- _Task list_
**a.** Please write out the piece on winter at the ranch word for word, everything from "We accept the" down to "stronger spring sun.".
**b.** Continue the piece on winter at the ranch, picking up after its last sentence.

- _Selected passage_
—————
Snowmobile tracks along the road to the ranch
Now the snow is new. It is soft, malleable. It will not support my weight. With each step, I sink mid thigh. I am confined to the few trails I have packed. Or better yet, those the boys have packed before me on snowmobile. Even for them, maneuvering their heavy sleds through this yielding powder, they are easily engulfed.
Here we do not plow. That would be a loosing battle. Dirt is something we have accepted we do not see here for nearly half the year. There is little mud and dust in the cabin. Our jeans do not soil. Laundry is left at a minimum in the winter. These are the perks of winter.
We accept the snow, allow it to become the cover of our ranch, our world, and learn to acknowledge the inevitable, to work with what we have. Between packing trails by foot, snowshoe or snowmobile, our paths are set for the season. We learn not to wander or stray until spring when the snows surface is hardened by the melting and refreezing of the fragile surface by the stronger spring sun.
The lightness of the new powder will not remain. Between wind and warm air, it will settle, firm up. The surface will harden and hold me better. Within a week or so, I will be supported within the top eight inches. I will look beyond the trails I have today and break new ones, slowly.

The road along the reservoir, with snow slides creating obstacles
Direction here is set in terms of the river, the Rio Grande. Up river is further beyond the ranch, anywhere between us and the Divide. Down river is pointed in the general direction of eventually reaching our truck, a plowed road and other human beings. I have little need for down river. It is but a destination for an afternoon ski. Down and back. I have found I am better alone in the mountain.
The boys headed down river on snowmobile yesterday, only as far as the truck and the start of the plowed road. I use this opportunity of a new trail open. The road. Our road home, our road out. I lace up my boots and clip into my skis. I will follow their tracks. Slower than the snowmobiles, of course, I can still cover good distance sliding along in their tracks. And because I am slow and silent, I will see so much more.
Down in the flats along the river, I see the elk bedded down in the willows. At first, I see only a black silhouette, one set of Mickey Mouse ears sticking out of the snow. Then they stand, they mill about, and ten cows and calves punch through the snow, forming a single line winding up the hillside, regrouping on the edge of the black timber.
—————
- _Record list_
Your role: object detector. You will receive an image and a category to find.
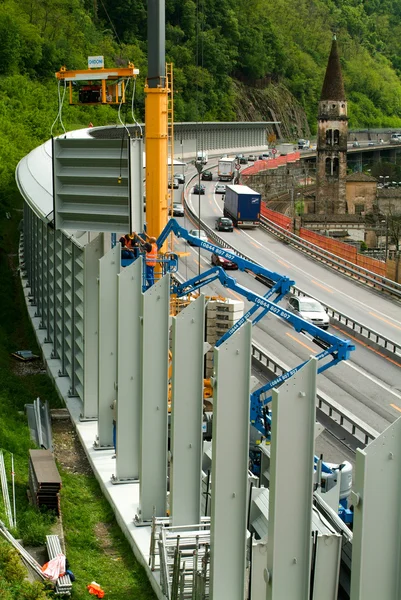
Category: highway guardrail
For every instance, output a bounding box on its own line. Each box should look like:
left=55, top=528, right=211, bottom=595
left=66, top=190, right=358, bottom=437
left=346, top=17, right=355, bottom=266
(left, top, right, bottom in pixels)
left=183, top=175, right=401, bottom=364
left=261, top=217, right=401, bottom=299
left=252, top=342, right=379, bottom=451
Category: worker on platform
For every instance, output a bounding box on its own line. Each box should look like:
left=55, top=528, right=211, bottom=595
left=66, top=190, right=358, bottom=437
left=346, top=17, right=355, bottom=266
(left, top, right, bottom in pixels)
left=118, top=233, right=135, bottom=258
left=134, top=232, right=157, bottom=288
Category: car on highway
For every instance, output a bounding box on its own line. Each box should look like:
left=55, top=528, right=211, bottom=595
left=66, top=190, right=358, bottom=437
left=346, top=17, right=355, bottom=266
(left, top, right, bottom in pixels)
left=192, top=183, right=206, bottom=196
left=174, top=173, right=185, bottom=183
left=215, top=217, right=234, bottom=231
left=210, top=248, right=238, bottom=271
left=173, top=202, right=184, bottom=217
left=214, top=183, right=226, bottom=194
left=188, top=229, right=208, bottom=246
left=288, top=296, right=330, bottom=329
left=201, top=171, right=213, bottom=181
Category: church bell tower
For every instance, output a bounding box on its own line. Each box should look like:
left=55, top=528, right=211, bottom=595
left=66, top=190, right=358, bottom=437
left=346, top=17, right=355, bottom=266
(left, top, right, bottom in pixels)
left=315, top=35, right=348, bottom=215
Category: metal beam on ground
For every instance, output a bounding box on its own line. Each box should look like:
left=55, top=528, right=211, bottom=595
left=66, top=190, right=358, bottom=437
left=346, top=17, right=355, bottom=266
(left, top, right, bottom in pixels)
left=94, top=244, right=121, bottom=450
left=112, top=257, right=142, bottom=483
left=265, top=358, right=317, bottom=600
left=350, top=418, right=401, bottom=600
left=135, top=275, right=170, bottom=524
left=210, top=321, right=252, bottom=600
left=170, top=296, right=205, bottom=526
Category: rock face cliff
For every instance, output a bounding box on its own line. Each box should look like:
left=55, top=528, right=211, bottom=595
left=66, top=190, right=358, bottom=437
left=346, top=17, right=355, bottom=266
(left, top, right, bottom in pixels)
left=234, top=81, right=310, bottom=140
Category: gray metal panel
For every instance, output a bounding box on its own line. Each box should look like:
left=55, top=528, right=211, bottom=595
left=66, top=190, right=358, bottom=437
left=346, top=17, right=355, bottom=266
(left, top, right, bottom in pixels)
left=313, top=535, right=342, bottom=600
left=82, top=234, right=103, bottom=419
left=138, top=275, right=170, bottom=521
left=128, top=139, right=144, bottom=231
left=53, top=137, right=138, bottom=232
left=148, top=0, right=166, bottom=88
left=210, top=321, right=252, bottom=600
left=170, top=296, right=205, bottom=526
left=267, top=358, right=317, bottom=600
left=116, top=258, right=142, bottom=480
left=97, top=244, right=121, bottom=447
left=351, top=418, right=401, bottom=600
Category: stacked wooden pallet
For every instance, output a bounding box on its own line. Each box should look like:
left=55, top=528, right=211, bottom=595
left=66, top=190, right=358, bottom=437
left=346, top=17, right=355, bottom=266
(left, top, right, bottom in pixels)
left=29, top=450, right=61, bottom=515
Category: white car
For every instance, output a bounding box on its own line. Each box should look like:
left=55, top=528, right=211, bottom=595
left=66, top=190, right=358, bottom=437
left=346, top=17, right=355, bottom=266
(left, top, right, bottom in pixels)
left=188, top=229, right=208, bottom=246
left=288, top=296, right=330, bottom=329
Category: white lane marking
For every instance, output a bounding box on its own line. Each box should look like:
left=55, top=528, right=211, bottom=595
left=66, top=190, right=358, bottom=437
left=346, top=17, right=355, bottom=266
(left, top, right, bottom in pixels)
left=189, top=246, right=211, bottom=266
left=241, top=229, right=401, bottom=325
left=342, top=360, right=401, bottom=400
left=213, top=192, right=223, bottom=214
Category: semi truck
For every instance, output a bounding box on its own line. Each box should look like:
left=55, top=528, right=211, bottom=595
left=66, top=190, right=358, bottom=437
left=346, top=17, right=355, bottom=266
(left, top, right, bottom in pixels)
left=223, top=185, right=261, bottom=227
left=217, top=156, right=236, bottom=181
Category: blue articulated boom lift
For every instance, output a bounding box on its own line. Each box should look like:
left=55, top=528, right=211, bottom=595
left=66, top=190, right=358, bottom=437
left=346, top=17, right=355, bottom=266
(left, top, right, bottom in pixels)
left=157, top=219, right=355, bottom=520
left=157, top=219, right=355, bottom=418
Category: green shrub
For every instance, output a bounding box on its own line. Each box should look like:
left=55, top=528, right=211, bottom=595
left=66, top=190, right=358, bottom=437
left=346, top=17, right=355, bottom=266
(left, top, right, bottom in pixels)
left=19, top=508, right=55, bottom=546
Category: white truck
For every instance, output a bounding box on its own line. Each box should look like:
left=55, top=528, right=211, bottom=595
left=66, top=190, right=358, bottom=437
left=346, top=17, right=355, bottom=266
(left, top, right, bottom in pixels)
left=217, top=156, right=237, bottom=181
left=196, top=150, right=209, bottom=165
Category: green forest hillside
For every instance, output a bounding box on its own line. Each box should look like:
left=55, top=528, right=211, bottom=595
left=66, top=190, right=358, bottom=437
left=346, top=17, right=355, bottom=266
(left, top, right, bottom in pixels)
left=0, top=0, right=401, bottom=202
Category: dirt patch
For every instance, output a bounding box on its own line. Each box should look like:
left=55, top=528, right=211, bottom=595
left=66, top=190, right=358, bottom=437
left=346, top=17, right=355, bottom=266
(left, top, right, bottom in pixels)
left=52, top=419, right=93, bottom=475
left=94, top=523, right=121, bottom=560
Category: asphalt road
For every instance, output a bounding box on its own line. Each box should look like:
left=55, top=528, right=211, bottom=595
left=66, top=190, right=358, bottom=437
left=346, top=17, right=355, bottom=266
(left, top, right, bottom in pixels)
left=170, top=162, right=401, bottom=460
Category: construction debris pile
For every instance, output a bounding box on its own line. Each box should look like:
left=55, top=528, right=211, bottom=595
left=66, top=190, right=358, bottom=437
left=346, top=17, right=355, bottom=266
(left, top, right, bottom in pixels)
left=29, top=450, right=61, bottom=516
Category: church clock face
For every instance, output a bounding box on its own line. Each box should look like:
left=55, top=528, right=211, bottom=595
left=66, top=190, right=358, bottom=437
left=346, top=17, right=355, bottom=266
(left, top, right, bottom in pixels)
left=315, top=36, right=348, bottom=215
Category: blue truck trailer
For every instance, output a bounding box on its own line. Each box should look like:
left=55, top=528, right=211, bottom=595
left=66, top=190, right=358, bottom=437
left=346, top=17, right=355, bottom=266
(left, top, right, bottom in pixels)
left=224, top=185, right=261, bottom=227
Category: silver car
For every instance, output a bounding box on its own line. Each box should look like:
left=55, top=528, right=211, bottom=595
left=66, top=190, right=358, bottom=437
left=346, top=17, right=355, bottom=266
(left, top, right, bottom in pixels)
left=288, top=296, right=330, bottom=329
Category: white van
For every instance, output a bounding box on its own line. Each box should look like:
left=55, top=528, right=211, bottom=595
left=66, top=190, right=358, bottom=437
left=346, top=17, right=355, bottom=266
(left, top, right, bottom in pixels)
left=196, top=150, right=209, bottom=165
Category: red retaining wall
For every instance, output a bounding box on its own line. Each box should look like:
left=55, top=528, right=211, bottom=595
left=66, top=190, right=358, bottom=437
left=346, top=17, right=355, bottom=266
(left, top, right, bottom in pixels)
left=241, top=152, right=301, bottom=177
left=299, top=229, right=386, bottom=277
left=260, top=202, right=292, bottom=230
left=356, top=254, right=387, bottom=277
left=299, top=227, right=357, bottom=264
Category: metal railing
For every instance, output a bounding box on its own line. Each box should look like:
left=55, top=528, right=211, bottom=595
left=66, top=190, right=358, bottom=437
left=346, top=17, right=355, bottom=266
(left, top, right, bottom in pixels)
left=183, top=181, right=380, bottom=450
left=252, top=342, right=379, bottom=449
left=183, top=171, right=401, bottom=364
left=261, top=217, right=401, bottom=299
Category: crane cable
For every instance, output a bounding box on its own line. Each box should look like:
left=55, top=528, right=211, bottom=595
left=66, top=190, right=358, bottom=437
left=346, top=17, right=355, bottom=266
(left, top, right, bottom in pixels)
left=131, top=77, right=143, bottom=137
left=50, top=79, right=67, bottom=137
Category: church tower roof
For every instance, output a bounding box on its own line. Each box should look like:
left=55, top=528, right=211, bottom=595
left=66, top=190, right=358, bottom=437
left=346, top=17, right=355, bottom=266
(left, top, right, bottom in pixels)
left=320, top=35, right=345, bottom=101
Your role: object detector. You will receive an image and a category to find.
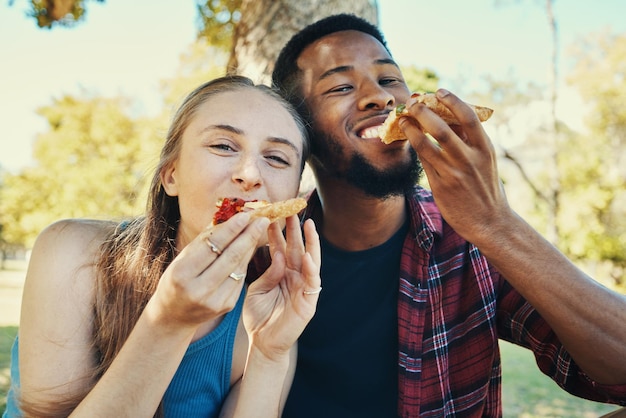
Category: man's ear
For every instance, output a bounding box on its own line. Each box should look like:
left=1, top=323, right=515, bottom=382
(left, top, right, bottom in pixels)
left=159, top=164, right=178, bottom=196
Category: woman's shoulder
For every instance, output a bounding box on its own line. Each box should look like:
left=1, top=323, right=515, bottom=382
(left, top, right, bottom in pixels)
—————
- _Responses to the tasks_
**a.**
We accept the snow, allow it to become the cover of our ranch, our world, and learn to acknowledge the inevitable, to work with what we have. Between packing trails by foot, snowshoe or snowmobile, our paths are set for the season. We learn not to wander or stray until spring when the snows surface is hardened by the melting and refreezing of the fragile surface by the stronger spring sun.

**b.**
Above me in a cloudless section of an almost indigo intense blue, there is the moon, a waxing crescent above Finger Mesa. And in her wake, an eagle soars, straight and sure and lofty, not moving a wing, just slowly circling, caught in an updraft from the heat of the afternoon sun on the sheer cliff between me and the sky supporting him. Round and round, higher and higher he ascends until I can see him no longer. My eyes can not focus, can not find him. Surely he is there.
Below me there is a coyote crossing the delta before the Reservoir. He follows his own track, struggling to remain afloat. Every third step or so, he collapses through the surface and falls in; only his back and the top of his head are visible. It is difficult; he struggles. At last he reaches the ice of river, a hard, solid surface, and he is able to remain buoyant and run. Then again, the ice fades into the deeper snow, and the coyote is left leaping with every forward step to stay on top of the swallowing snow. He moves like the ermine we have watched dash through the snow in playful arching movements, agile and animated. Yet for the coyote, I know how difficult and tiring it must be, as I remain gliding with relative ease along the surface of the track that my boys have set for me. He will find this track too. They know well enough to share these simple blessings.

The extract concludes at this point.